Your goal — With the line containing "Expected: one point per instance of the metal" as the starting point, output the remaining lines of the data exactly as they are, through the last.

Data to examine —
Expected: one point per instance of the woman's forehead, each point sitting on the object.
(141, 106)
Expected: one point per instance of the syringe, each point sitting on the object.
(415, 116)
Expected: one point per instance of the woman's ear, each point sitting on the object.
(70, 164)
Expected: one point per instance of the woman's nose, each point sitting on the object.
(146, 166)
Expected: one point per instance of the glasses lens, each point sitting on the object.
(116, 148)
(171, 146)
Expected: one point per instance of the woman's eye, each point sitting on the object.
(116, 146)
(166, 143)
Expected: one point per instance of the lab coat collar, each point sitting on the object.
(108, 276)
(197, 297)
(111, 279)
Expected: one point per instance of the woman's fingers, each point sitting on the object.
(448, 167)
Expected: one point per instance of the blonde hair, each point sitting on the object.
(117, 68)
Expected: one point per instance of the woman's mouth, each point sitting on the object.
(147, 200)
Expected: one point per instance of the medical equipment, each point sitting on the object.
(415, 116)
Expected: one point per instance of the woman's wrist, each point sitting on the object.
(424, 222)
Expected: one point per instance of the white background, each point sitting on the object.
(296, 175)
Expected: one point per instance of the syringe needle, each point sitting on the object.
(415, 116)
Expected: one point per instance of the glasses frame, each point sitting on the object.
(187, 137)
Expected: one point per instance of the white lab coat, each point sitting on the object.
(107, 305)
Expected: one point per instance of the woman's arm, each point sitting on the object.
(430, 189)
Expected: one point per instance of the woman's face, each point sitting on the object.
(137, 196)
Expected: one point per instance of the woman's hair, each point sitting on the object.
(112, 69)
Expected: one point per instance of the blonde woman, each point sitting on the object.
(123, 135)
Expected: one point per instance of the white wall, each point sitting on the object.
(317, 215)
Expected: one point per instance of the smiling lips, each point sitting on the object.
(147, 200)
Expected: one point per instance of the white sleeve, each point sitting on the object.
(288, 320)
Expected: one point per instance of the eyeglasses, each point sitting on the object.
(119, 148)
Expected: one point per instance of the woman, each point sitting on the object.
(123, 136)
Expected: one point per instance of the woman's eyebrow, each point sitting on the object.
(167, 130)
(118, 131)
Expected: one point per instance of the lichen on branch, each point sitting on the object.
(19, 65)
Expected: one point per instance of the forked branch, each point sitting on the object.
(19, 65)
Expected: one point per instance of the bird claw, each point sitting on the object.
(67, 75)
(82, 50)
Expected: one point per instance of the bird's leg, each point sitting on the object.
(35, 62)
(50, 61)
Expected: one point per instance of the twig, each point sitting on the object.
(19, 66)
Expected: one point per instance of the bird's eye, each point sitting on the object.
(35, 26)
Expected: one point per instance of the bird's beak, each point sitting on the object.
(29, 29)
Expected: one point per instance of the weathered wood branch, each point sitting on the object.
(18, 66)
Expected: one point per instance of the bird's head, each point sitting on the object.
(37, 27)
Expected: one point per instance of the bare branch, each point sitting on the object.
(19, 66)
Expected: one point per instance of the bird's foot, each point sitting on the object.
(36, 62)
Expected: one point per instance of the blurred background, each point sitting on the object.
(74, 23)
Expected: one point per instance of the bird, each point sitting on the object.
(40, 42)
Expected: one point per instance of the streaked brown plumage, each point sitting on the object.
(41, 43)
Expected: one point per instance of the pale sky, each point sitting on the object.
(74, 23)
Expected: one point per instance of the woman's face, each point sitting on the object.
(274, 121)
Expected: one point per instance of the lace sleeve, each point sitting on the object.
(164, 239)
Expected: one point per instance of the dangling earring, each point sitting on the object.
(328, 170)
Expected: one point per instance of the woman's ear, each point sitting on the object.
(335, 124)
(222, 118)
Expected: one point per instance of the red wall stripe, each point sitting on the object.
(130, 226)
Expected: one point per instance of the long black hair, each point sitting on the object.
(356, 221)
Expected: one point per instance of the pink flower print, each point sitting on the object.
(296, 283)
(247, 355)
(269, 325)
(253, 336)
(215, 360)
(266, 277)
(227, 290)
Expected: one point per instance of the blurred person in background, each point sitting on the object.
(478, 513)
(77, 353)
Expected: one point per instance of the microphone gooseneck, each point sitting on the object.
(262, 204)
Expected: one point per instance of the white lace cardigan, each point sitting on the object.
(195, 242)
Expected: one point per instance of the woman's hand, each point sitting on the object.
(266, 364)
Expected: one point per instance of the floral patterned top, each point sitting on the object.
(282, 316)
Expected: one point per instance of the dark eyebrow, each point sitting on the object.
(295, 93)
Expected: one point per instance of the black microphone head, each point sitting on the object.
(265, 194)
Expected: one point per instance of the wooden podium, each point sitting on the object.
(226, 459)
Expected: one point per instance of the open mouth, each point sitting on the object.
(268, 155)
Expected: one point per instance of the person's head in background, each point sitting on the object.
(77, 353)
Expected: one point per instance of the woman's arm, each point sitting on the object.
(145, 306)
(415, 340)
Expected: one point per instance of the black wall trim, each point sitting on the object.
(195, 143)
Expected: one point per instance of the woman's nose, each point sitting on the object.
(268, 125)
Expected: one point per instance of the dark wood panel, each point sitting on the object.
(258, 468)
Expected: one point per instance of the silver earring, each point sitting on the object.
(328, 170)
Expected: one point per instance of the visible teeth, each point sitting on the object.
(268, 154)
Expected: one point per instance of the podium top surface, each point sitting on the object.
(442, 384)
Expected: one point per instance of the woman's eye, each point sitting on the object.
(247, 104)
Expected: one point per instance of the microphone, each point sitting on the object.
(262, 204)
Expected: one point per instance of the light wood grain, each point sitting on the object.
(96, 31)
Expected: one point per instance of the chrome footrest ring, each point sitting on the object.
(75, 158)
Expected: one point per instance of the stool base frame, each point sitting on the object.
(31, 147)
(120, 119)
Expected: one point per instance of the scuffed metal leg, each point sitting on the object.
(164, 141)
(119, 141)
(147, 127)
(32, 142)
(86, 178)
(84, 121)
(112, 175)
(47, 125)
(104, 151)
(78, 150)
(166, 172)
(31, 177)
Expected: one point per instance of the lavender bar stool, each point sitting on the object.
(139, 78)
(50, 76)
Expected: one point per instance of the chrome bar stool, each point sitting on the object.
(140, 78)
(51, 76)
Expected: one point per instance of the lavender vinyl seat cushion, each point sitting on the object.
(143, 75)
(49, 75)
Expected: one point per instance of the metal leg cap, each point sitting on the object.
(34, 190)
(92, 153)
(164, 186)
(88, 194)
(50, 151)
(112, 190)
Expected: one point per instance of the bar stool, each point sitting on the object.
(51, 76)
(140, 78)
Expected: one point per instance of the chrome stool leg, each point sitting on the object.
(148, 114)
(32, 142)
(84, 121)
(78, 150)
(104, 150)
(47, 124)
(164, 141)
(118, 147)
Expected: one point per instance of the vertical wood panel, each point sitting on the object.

Your solution —
Expected: one point per instance of the metal leg cap, each point sitting on the object.
(34, 190)
(92, 153)
(164, 186)
(88, 194)
(50, 151)
(112, 190)
Expected: one point per instance of the bar stool, each point sitting on the object.
(51, 76)
(140, 78)
Expected: one point per instance of the chrome stool leg, each point sitting on the object.
(148, 114)
(32, 142)
(84, 121)
(78, 150)
(104, 150)
(47, 124)
(164, 141)
(118, 147)
Expected: one point per instance of the vertical wood panel, each point sitting on the object.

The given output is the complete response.